## DATA IN THIS EXERCISE
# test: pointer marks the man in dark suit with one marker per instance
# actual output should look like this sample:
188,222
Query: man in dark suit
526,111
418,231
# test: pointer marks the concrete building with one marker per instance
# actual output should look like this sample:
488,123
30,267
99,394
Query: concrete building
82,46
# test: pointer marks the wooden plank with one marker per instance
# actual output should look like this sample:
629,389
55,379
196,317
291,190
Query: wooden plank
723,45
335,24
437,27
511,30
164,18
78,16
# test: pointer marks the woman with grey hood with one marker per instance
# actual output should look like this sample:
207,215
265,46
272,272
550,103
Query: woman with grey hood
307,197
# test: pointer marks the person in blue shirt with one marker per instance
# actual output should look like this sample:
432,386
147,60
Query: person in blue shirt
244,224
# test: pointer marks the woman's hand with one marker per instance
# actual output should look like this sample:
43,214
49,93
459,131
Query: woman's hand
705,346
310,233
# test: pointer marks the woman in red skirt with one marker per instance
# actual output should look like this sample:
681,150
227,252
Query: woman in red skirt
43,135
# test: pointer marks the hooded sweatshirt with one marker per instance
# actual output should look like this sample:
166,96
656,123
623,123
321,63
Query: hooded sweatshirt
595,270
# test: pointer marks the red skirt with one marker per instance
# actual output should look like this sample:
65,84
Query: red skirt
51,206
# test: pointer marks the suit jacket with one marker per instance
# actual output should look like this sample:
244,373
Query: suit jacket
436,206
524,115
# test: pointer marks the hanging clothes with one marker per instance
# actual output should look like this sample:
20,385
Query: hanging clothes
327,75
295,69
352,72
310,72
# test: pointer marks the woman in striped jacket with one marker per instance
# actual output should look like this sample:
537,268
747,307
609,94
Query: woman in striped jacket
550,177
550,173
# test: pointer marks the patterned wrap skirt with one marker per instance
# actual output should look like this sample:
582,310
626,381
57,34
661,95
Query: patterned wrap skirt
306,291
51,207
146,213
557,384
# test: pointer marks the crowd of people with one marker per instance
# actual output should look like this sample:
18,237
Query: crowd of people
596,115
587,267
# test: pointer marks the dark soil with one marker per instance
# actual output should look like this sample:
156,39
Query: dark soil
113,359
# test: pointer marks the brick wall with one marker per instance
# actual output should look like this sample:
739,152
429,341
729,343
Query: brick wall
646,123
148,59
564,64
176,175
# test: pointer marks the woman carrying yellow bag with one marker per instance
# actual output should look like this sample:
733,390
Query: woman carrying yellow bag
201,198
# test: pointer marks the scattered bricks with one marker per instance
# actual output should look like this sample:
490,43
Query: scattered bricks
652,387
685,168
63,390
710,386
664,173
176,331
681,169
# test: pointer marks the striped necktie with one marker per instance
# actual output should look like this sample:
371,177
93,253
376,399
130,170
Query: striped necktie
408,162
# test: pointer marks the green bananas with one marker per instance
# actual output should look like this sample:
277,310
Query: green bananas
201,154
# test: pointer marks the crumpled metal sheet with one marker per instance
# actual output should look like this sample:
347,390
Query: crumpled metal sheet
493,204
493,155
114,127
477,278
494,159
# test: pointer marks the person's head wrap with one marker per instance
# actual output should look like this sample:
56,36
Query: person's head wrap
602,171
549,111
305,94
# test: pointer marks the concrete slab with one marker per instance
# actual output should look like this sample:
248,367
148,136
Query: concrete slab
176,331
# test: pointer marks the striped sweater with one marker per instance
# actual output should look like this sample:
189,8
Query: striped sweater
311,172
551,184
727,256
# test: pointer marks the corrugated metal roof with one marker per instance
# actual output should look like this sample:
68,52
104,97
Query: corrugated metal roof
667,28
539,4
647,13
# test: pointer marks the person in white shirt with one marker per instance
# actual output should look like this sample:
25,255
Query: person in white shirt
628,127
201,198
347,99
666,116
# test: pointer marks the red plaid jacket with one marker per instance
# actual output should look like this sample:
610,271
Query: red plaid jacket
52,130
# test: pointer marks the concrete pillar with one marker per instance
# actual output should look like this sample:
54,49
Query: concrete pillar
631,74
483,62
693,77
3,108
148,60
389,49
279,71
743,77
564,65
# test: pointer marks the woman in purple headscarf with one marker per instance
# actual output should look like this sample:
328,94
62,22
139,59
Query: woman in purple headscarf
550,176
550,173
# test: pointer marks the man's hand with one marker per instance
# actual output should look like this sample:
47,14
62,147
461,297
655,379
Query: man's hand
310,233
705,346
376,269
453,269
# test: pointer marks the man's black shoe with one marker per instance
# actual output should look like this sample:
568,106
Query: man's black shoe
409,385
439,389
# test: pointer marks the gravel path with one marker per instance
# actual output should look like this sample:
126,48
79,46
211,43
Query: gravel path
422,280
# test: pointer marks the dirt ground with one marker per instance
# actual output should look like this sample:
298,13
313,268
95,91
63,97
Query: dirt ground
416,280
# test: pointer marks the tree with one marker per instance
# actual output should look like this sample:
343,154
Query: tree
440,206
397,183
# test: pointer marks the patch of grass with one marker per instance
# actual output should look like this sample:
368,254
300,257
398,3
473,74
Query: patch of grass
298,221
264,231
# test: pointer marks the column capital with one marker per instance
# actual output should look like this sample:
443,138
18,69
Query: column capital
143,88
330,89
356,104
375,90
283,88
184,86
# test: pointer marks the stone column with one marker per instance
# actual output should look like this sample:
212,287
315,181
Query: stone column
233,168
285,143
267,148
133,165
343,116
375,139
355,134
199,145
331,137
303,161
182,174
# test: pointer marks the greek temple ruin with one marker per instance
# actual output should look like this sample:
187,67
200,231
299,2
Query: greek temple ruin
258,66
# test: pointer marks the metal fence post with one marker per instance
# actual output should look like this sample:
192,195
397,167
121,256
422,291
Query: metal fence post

## TASK DESCRIPTION
Every record above should be copied exactly.

## THE SOLUTION
# test: pointer marks the man in dark suit with one marker per instance
# actual output should look like this sample:
188,222
Query: man in dark suit
526,111
418,231
# test: pointer marks the concrete building with one marker per instance
# actual output should look like this sample:
488,123
30,267
99,394
Query: concrete building
82,46
# test: pointer marks the wooden plank with one marker per instance
# actual output should look like this sample:
629,389
55,379
196,317
291,190
Query: wooden plank
723,45
335,24
437,27
511,30
164,18
78,16
# test: pointer marks the woman with grey hood with one marker per instance
# actual output should look like this sample:
207,215
265,46
272,272
550,103
Query: woman with grey hood
307,197
# test: pointer marks the person in blue shirt with one marker per instance
# actual output should look like this sample:
432,386
147,60
Query: person in blue shirt
244,224
# test: pointer marks the woman's hand with one marker per instance
# actual output should look like this sample:
43,214
49,93
459,131
Query: woman's hand
705,346
310,233
# test: pointer marks the woman in red skirt with one marker per instance
# actual output should look like this sample:
681,150
227,252
Query: woman in red skirt
43,135
# test: pointer marks the hooded sweatshirt with one marker per instance
# actual output should look like this sample:
166,96
656,123
623,123
321,63
Query: hooded sweatshirt
595,270
# test: pointer marks the red skirt with one marker per instance
# actual output should look like this sample:
65,84
Query: red skirt
51,206
# test: pointer marks the suit jacket with one marker per instance
# actual output should look like this sample:
244,373
Query: suit jacket
436,206
524,115
# test: pointer marks the hanging clothes with one marker per instance
# actual output should look like this sample:
20,385
Query: hanging clothes
327,75
295,69
352,72
310,72
# test: pointer marks the woman in striped jacket with one marker per instance
# actual output should look like this sample:
537,268
747,307
609,94
Query: woman in striped jacket
550,177
550,173
# test: pointer marks the patterned wrap skirt with one marker per instance
# actual output should look like this sample:
582,310
626,381
57,34
661,95
Query: patterned wrap skirt
306,291
51,207
146,213
557,384
# test: pointer marks the crowd of people with one marker per instance
# actual output should look like this sample:
18,237
Query: crowd of people
596,115
587,267
# test: pointer marks the dark soil with one marker per instance
# actual output should look like this sample:
156,39
Query: dark soil
113,359
# test: pointer marks the brick wall with one marker per instance
# actual output should look like this sample:
739,152
429,341
729,343
Query: brick wall
646,123
148,59
564,64
176,175
# test: pointer marks the woman carrying yellow bag with one marker per instance
# actual output should look like this sample:
733,390
Query: woman carrying yellow bag
201,198
# test: pointer marks the scattered bricks with one marker per instance
# actual output should look like this sample:
490,43
Query: scattered bricks
652,387
685,168
63,390
710,386
664,173
176,331
681,169
# test: pointer marks the striped necktie with one marker per instance
# actual output should look like this sample:
371,177
93,253
376,399
130,170
Query: striped necktie
408,162
# test: pointer marks the green bananas with one marker per instance
# actual output should look like this sample:
277,310
Query: green bananas
201,154
# test: pointer marks the crumpled metal sheet with one marker per instance
# actual output should look like this sample:
347,390
Query: crumpled metal sheet
493,204
493,155
114,127
477,278
494,159
# test: pointer marks the person's head wrap with one marker per instance
# actual output should look like this sample:
56,36
Query: person's head wrap
602,171
549,111
305,94
# test: pointer marks the concrete slab with one marker per instance
# actual output should look like this sample:
248,367
148,136
Query: concrete slab
176,331
# test: pointer marks the striped sweater with one marker per instance
# actual output should look like this sample:
189,8
Query: striped sweater
311,172
551,184
727,256
# test: pointer marks the corrugated metal roof with one marker per instance
# actual output should look like this sample:
68,52
104,97
Query: corrugated metal roof
667,28
539,4
647,13
# test: pointer marks the person in white shirt with one marker per instance
# actual output should look like this sample:
25,255
Query: person in white shirt
628,127
201,198
347,99
666,116
# test: pointer marks the red plaid jacket with one marker per instance
# actual output should look like this sample:
610,271
Query: red plaid jacket
52,130
# test: pointer marks the concrete pillar with one marker per instance
# actual output should look like this sample:
54,49
Query: concrete pillar
631,74
483,62
693,77
3,108
148,60
389,49
279,71
743,77
564,65
# test: pointer marks the woman in purple headscarf with one marker per instance
# actual output should look like this sample:
328,94
62,22
139,59
Query: woman in purple headscarf
550,176
550,173
# test: pointer marks the man's hand with one marker per instance
# actual output should look like this sample:
47,14
62,147
461,297
655,379
Query: man's hand
310,233
705,346
376,269
453,269
# test: pointer marks the man's black shoe with one marker per instance
# actual output should look like this sample:
568,106
Query: man's black shoe
409,385
439,389
# test: pointer marks the gravel path with one marker per instance
# actual output should look like this sample:
126,48
79,46
211,43
Query: gravel path
422,280
# test: pointer marks the dirt ground with one marker per instance
# actual output should look like this sample:
298,13
313,268
95,91
63,97
Query: dirt ground
416,280
# test: pointer marks the tree with one marker per instance
# actual output should look like this sample:
343,154
Query: tree
440,206
397,183
# test: pointer marks the patch of grass with one marker per instance
# actual output should look like this sample:
368,254
300,257
398,3
473,74
Query: patch of grass
298,221
264,231
# test: pointer marks the column capital with one marker per instance
# actual output should look like this sample:
443,138
18,69
Query: column capital
143,88
330,89
356,104
375,90
283,88
184,86
# test: pointer marks the stone column with one marker per instance
# actual output should look like this sample:
212,287
315,181
Query: stone column
233,168
285,143
267,148
133,165
343,116
375,139
355,134
199,145
331,137
303,161
182,174
# test: pointer marks the greek temple ruin with one marker per instance
# actual output should look like this sample:
187,67
200,231
299,2
Query: greek temple ruin
258,66
# test: pointer marks the metal fence post with one marker per instance
# actual output should look like this sample:
192,195
397,167
121,256
422,291
Query: metal fence post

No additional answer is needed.